# [How to complete this task]
An exact copy of the records is needed; please leave the images out.
☆ ☆ ☆
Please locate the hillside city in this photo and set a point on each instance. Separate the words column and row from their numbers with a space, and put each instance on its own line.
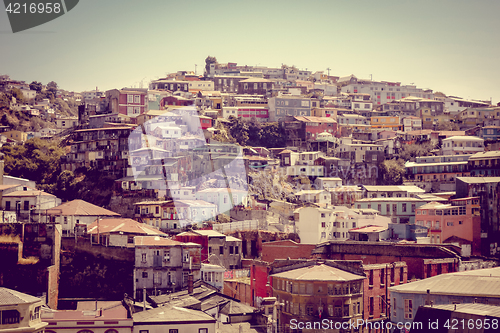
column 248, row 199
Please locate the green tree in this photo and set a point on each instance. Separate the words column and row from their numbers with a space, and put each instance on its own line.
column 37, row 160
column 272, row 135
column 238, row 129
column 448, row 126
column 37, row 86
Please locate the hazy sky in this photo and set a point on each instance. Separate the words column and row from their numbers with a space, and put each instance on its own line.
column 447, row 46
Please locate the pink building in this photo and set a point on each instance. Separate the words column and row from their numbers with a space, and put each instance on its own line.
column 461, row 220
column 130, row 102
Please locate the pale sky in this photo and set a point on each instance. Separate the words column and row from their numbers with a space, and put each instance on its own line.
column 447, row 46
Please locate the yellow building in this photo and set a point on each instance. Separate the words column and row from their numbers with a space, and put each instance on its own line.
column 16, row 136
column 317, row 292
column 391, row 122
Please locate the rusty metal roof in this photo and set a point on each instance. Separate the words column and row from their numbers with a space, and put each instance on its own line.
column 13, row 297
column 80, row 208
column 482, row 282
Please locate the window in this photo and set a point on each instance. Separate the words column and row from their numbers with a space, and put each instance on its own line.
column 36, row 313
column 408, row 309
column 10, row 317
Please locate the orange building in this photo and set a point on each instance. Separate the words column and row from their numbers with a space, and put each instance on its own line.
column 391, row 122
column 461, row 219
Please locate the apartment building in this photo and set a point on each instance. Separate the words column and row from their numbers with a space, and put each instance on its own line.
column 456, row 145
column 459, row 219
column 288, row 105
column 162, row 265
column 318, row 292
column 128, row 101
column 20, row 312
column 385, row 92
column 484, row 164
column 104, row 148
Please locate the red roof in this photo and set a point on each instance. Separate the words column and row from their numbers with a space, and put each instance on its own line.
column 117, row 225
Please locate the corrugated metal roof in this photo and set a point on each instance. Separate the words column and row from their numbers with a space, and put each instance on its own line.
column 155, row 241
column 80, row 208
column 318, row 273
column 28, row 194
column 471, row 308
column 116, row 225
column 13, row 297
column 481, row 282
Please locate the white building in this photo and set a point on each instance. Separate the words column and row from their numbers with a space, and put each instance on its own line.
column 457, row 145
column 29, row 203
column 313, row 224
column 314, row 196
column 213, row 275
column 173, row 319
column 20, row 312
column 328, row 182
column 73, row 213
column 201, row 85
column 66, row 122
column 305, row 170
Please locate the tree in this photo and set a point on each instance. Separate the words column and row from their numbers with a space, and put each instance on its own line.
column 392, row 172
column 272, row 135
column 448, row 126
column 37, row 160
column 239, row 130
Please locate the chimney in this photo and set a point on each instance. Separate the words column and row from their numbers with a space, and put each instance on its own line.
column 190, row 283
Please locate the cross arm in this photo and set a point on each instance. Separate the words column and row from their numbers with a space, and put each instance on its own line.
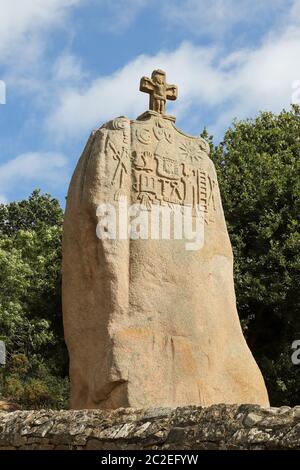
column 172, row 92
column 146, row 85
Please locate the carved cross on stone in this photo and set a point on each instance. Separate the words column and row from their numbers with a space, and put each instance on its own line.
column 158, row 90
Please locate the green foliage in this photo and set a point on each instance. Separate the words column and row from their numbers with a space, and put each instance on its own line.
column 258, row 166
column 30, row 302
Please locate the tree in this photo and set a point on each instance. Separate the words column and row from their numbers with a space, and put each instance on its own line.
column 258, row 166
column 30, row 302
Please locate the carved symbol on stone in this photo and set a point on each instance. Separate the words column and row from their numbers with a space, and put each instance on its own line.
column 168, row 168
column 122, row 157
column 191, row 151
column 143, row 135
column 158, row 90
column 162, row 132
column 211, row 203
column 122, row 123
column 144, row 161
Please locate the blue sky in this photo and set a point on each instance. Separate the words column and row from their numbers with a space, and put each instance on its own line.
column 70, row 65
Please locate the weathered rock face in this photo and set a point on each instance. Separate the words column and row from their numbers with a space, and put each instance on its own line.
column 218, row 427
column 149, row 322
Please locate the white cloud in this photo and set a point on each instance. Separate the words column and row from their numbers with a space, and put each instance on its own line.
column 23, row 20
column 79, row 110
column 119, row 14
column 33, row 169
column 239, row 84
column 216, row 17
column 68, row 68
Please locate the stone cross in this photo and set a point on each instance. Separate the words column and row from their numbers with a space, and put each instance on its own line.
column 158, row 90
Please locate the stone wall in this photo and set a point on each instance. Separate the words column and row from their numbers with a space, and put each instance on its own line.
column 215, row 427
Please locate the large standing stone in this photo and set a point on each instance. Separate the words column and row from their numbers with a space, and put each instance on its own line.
☆ ☆ ☆
# [Problem solution]
Please locate the hillside city in this photo and set a point on each instance. Separate the words column and row from their numbers with a space, and put each instance on its own line.
column 248, row 199
Please locate the green tree in this photo and set a point on each instance. Separate the words column and row from their numbers with a space, and put each instance on its own line.
column 37, row 160
column 272, row 135
column 238, row 129
column 448, row 126
column 37, row 86
Please locate the hazy sky in this photo and set a point on each instance. Separate the words column and row from their numbers with a space, and put each instance on its own line.
column 447, row 46
Please locate the pink building in this photo and set a point on each instance. Separate the words column and row from their numbers with a space, and put each instance on its own line.
column 461, row 220
column 130, row 102
Please locate the pale sky in this photo and set a point on each instance. Separate the words column and row from their numbers with a space, and put each instance on its own line.
column 447, row 46
Please locate the yellow building in this photo and set a point on each instance. Separate the words column and row from their numbers with a space, and put each instance on its own line.
column 16, row 136
column 317, row 292
column 391, row 122
Please locate the rusty metal roof in this photo and set a point on each instance. Separate the words column and row from their numbers with a space, and put each instance on its own line.
column 13, row 297
column 80, row 208
column 482, row 282
Please locate the window in this photo and set a point on each instance. Separate the words column and row from their numbers with a space, and put each instance on its own line.
column 36, row 313
column 408, row 309
column 10, row 317
Please locate the orange building in this photo and set a point on each instance. Separate the words column and row from their numbers with a space, and put each instance on its own line.
column 391, row 122
column 461, row 219
Please locate the apartment building in this photo and set a point on each instance. Separate the words column and row from their numbers with a space, and put each instance on its own line.
column 456, row 145
column 459, row 219
column 288, row 105
column 162, row 265
column 318, row 292
column 128, row 101
column 20, row 312
column 385, row 92
column 484, row 164
column 104, row 148
Please locate the red roof in this photo and set a point on each instance. Separate the words column and row from their numbers with a space, and put each instance on its own line.
column 117, row 225
Please locate the corrugated metal roof in this photo and set a point on each instance. Separate the words column and row from their numbers with a space, and put each instance on its own line.
column 155, row 241
column 80, row 208
column 318, row 273
column 28, row 194
column 471, row 308
column 116, row 225
column 13, row 297
column 481, row 282
Please locate the white building in this photo and set a point on each instance. Separate the words column and row from their numbers with a space, and put each instance on its own line.
column 457, row 145
column 29, row 203
column 313, row 224
column 314, row 196
column 213, row 275
column 173, row 319
column 20, row 312
column 328, row 182
column 73, row 213
column 201, row 85
column 66, row 122
column 305, row 170
Please locate the tree in this photo and set a point on each instance. Separate the words column and row from their numbers with a space, and put each instance on its own line.
column 392, row 172
column 272, row 135
column 448, row 126
column 37, row 160
column 239, row 130
Please locate the chimney in this photo and set a point on each instance. Separate the words column and row from their numbers with a space, and put each instance on its own line.
column 190, row 283
Please locate the cross arm in this photo and set a point on each instance. Separate the words column and row from their numbers with a space, and put each instance on its own line.
column 172, row 92
column 146, row 85
Please locate the carved cross on stone in this photo and set a point on each instance. Separate the words column and row from their numbers with a space, and put each instance on its own line.
column 158, row 90
Please locate the green foliage in this photo and set a point on each instance. Separate the words column and row from their numbers with a space, and put each instance on its own line.
column 258, row 166
column 30, row 302
Please locate the tree in this photo and set a point on each instance. Separate the words column and row from their numbers with a space, and put each instance on its own line.
column 258, row 166
column 30, row 302
Please locate the carved symbol on stone in this photo and set a point on each instance. Separate the words column and row from their numbers with a space, and put each instance on its own line.
column 168, row 168
column 122, row 157
column 191, row 151
column 143, row 135
column 158, row 90
column 162, row 132
column 211, row 203
column 122, row 123
column 144, row 161
Please locate the blue sky in this photo and set a point on each instance. Separate the words column and row from their numbers with a space, and put each instance on its own line.
column 70, row 65
Please locate the weathered rock face in this photo and set a point on each instance. Separate the words column and row from their numbers with a space, and put each instance on its own line.
column 218, row 427
column 149, row 322
Please locate the white cloud in this photo and set a point on each instance. Separate the words column and row from their numbers with a space, and put each instance on its own line.
column 23, row 20
column 79, row 110
column 119, row 14
column 33, row 169
column 239, row 84
column 216, row 17
column 68, row 68
Please locate the stone cross in this photo and set a point on each instance. Separate the words column and row from their numbers with a space, and put each instance on its own line.
column 158, row 90
Please locate the stone wall in this photo and set a point on each instance. Separate the words column and row from their numbers with a space, and put each instance on its own line.
column 215, row 427
Please locate the large standing stone in this photo and set a point on each instance. Separate the words column and row from their numbers with a space, and put each instance on its own line.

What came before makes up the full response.